Exercise instructions: Each entry must be given again exactly; images do not belong in the copy.
* begin Records for this exercise *
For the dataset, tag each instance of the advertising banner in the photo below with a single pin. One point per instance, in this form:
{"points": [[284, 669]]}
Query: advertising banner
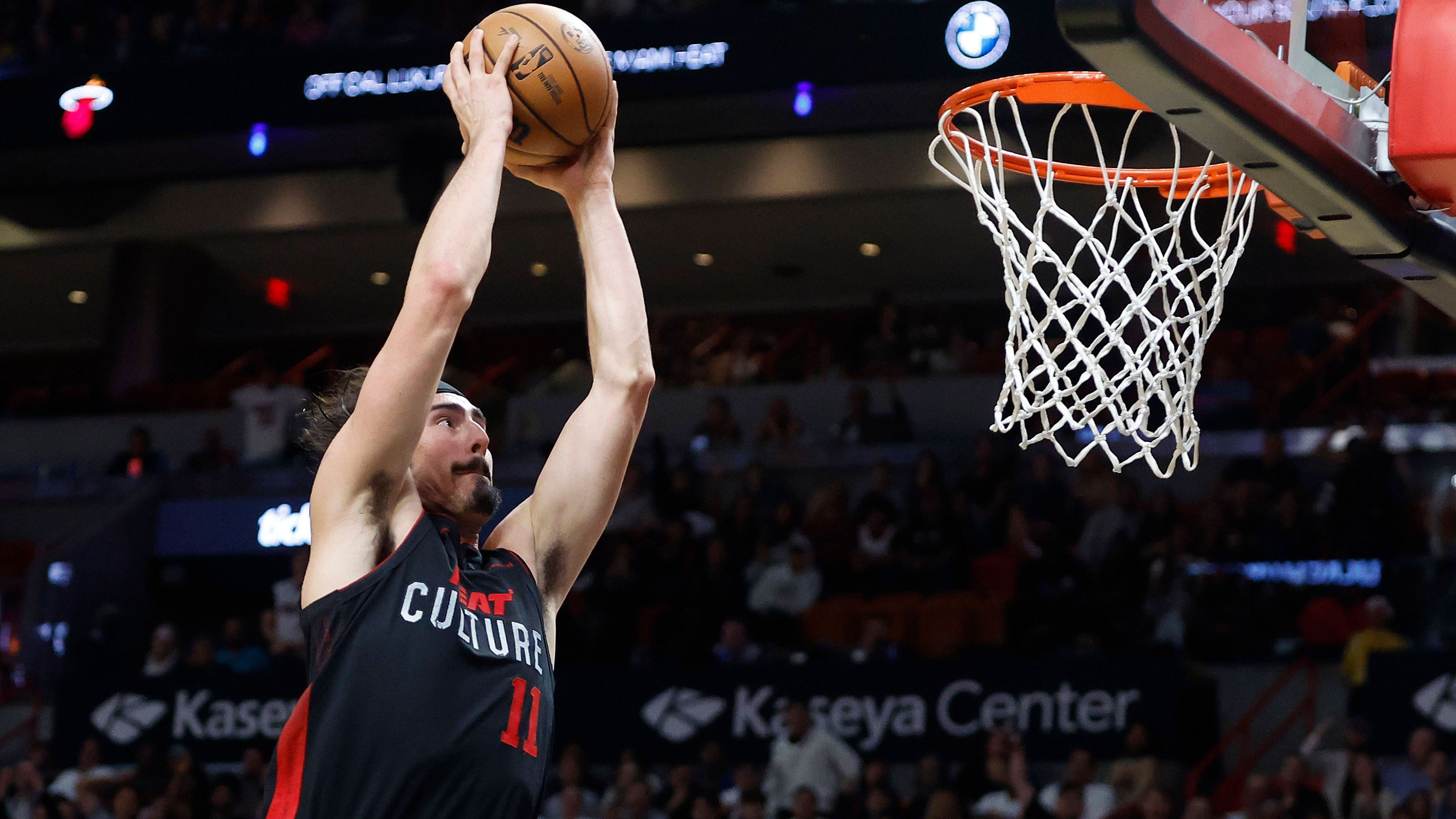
{"points": [[896, 712], [216, 713]]}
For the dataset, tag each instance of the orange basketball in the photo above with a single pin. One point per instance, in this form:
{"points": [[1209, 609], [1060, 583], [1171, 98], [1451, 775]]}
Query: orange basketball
{"points": [[560, 81]]}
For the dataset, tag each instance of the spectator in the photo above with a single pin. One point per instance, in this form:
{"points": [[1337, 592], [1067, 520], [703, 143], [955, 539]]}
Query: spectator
{"points": [[787, 588], [1199, 808], [748, 780], [1333, 766], [705, 807], [1155, 805], [678, 799], [139, 458], [637, 804], [634, 509], [1069, 805], [126, 804], [753, 807], [251, 785], [711, 774], [1224, 397], [1136, 770], [875, 645], [880, 804], [1014, 796], [875, 537], [269, 409], [223, 801], [164, 653], [1256, 793], [627, 776], [213, 457], [806, 805], [571, 804], [1409, 776], [879, 495], [862, 426], [287, 595], [807, 757], [1374, 637], [735, 648], [718, 430], [1361, 793], [930, 780], [236, 653], [88, 770], [200, 655], [1273, 470], [1098, 799], [778, 429], [22, 787], [1298, 799], [570, 773]]}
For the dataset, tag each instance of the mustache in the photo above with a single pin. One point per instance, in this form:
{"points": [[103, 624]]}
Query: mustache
{"points": [[477, 464]]}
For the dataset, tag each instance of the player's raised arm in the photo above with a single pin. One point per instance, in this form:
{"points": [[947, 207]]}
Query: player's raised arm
{"points": [[579, 486], [362, 477]]}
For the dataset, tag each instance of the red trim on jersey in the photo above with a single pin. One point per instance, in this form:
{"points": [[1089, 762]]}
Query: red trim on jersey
{"points": [[289, 779]]}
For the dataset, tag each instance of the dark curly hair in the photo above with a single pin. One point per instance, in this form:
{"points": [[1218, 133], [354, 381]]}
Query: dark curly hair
{"points": [[324, 416]]}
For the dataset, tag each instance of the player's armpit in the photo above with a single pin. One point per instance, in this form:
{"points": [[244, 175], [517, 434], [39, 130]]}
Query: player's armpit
{"points": [[579, 486]]}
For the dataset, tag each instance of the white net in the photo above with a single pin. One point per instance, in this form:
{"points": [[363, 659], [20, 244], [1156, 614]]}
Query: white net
{"points": [[1110, 312]]}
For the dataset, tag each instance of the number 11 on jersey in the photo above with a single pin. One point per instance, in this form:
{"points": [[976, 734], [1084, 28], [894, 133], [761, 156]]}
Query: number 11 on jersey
{"points": [[513, 729]]}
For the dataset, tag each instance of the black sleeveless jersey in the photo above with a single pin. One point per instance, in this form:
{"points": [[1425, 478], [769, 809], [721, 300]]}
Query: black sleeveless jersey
{"points": [[430, 691]]}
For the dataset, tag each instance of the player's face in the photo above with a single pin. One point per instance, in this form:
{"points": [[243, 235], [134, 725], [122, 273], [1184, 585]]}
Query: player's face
{"points": [[452, 467]]}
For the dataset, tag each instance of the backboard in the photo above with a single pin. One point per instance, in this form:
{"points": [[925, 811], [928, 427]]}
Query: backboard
{"points": [[1270, 85]]}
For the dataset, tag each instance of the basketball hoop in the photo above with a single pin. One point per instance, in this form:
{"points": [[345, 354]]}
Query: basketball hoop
{"points": [[1082, 369]]}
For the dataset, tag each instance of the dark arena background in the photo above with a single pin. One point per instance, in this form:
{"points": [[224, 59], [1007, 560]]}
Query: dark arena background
{"points": [[816, 508]]}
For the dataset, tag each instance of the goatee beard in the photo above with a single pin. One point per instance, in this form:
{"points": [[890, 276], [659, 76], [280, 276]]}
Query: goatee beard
{"points": [[485, 500]]}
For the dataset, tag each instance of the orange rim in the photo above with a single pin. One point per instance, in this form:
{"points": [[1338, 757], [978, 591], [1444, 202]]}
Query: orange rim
{"points": [[1077, 88]]}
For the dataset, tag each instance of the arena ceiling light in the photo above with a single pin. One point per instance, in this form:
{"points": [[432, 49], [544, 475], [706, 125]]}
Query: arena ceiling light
{"points": [[81, 104]]}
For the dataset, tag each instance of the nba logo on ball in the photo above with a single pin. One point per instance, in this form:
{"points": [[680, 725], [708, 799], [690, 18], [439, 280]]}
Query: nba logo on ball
{"points": [[978, 34]]}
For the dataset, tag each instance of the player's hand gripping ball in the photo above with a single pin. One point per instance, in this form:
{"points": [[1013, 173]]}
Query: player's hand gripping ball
{"points": [[560, 81]]}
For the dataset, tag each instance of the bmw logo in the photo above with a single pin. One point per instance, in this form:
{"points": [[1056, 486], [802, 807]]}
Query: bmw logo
* end Records for this exercise *
Result of this task:
For the dataset, tag each instance of the advertising banner in the photo below with a single pin. One point per instance, in this form:
{"points": [[284, 669]]}
Query: advertising banner
{"points": [[896, 712], [216, 713]]}
For the dataset, tag each instance of the orange basketball in the photo above with a single pin. One point per instance, in this form:
{"points": [[1209, 609], [1060, 583], [1171, 98], [1451, 775]]}
Query: orange basketball
{"points": [[560, 81]]}
For the dataset, tag each instance of the spectator in the photo above with a single pin. One point per instance, in this form:
{"points": [[1337, 592], [1067, 520], [703, 143], [955, 539]]}
Query: spectator
{"points": [[787, 588], [1199, 808], [748, 780], [1333, 766], [705, 807], [1155, 805], [678, 799], [139, 458], [637, 804], [634, 509], [1069, 805], [126, 804], [753, 807], [251, 785], [711, 774], [1224, 397], [1136, 770], [875, 645], [880, 804], [1014, 796], [875, 537], [269, 409], [223, 801], [164, 653], [1256, 793], [627, 776], [213, 457], [806, 805], [571, 804], [1409, 776], [879, 495], [862, 426], [287, 595], [807, 757], [1374, 637], [735, 648], [718, 430], [1361, 793], [930, 780], [236, 653], [88, 770], [200, 655], [1273, 470], [1098, 799], [778, 429], [22, 787], [1298, 799], [570, 773]]}
For the dataset, tag each instance of the mustache in the photo above with a single pin. One point per instance, in this form:
{"points": [[103, 624]]}
Query: mustache
{"points": [[477, 464]]}
For the dataset, tag each instance of the player's raised arm in the photo above with a single pin. One point per instance, in this form:
{"points": [[947, 207]]}
Query: player's raised arm
{"points": [[579, 486], [362, 477]]}
For the dataset, tag each instance of the red trim on jersey in the photo above with a single pin. One point per instance, in this form:
{"points": [[1089, 762]]}
Query: red trim on jersey
{"points": [[289, 779]]}
For the dataset, tag each instance of the dark curly hair in the photo above with a single pin. One point per instance, in this form:
{"points": [[1218, 133], [354, 381]]}
Query: dark curly hair
{"points": [[324, 416]]}
For the dataset, tag each instance of the player's armpit in the photo above with a single pin. One point per instance, in this form:
{"points": [[244, 175], [517, 434], [39, 130]]}
Query: player's armpit
{"points": [[579, 486]]}
For the dataset, tag each instance of the white net in the photo above with a single pin. One point per instance, in this form:
{"points": [[363, 659], [20, 244], [1156, 614]]}
Query: white net
{"points": [[1110, 312]]}
For the dataset, tag each instance of the number 11 on jersey in the photo above with a single pin. One point per instance, in this form:
{"points": [[976, 734], [1084, 28], [894, 133], [761, 156]]}
Query: number 11 on jersey
{"points": [[513, 729]]}
For the dataset, tag each instance of the black sleeveless jersey in the photo above with a single pin. One point per instance, in this form:
{"points": [[1425, 478], [769, 809], [721, 300]]}
Query: black sleeveless jersey
{"points": [[430, 691]]}
For the dataset, tag each instance of the player's face in the photo above with a single pin. One point per instance, in this form:
{"points": [[243, 235], [134, 725], [122, 273], [1184, 585]]}
Query: player's face
{"points": [[452, 467]]}
For the dataset, tag each instance of the backboard in the photo above with a single pin. One point per instance, in this form:
{"points": [[925, 811], [928, 427]]}
Query: backboard
{"points": [[1270, 85]]}
For the dataset, tag each instance of the basketball hoop in the photo above with a single pin. One point per instance, in this form:
{"points": [[345, 354]]}
Query: basketball hoop
{"points": [[1082, 369]]}
For the dataset, tag each instance of the dark arena background in the photo above with a single pin. One point per instance, in this form:
{"points": [[224, 59], [1007, 560]]}
Query: dark arena background
{"points": [[816, 508]]}
For the dataset, tag each instance of the goatee beard in the photo above with a single pin. One point per instance, in this form:
{"points": [[890, 276], [659, 76], [280, 276]]}
Query: goatee beard
{"points": [[485, 500]]}
For the dataset, tag each instance of the orange rim in the photo above with a single pin. One point per instance, in this form:
{"points": [[1338, 757], [978, 591], [1444, 202]]}
Query: orange rim
{"points": [[1077, 88]]}
For the dataset, tag each instance of the arena ceiling light in the photo above with a single pin. One point per instance, in this form:
{"points": [[432, 49], [544, 475], [706, 125]]}
Query: arena ceiling light
{"points": [[81, 104]]}
For the dataset, tag each instance of the nba logo on ball in the photo above with a single pin. One point per instance, in this form:
{"points": [[680, 725], [708, 799], [690, 18], [439, 280]]}
Query: nba logo on ball
{"points": [[978, 34]]}
For the dataset, tag each instance of the player's hand gripping ball in the photo above with a single pin. One point per instance, in this form:
{"points": [[1013, 173]]}
Query: player's hand gripping ball
{"points": [[560, 81]]}
For the dataset, tag each instance of the bmw logo in the photo above with a single pin. One point per instance, in this form:
{"points": [[1056, 486], [802, 807]]}
Query: bmw logo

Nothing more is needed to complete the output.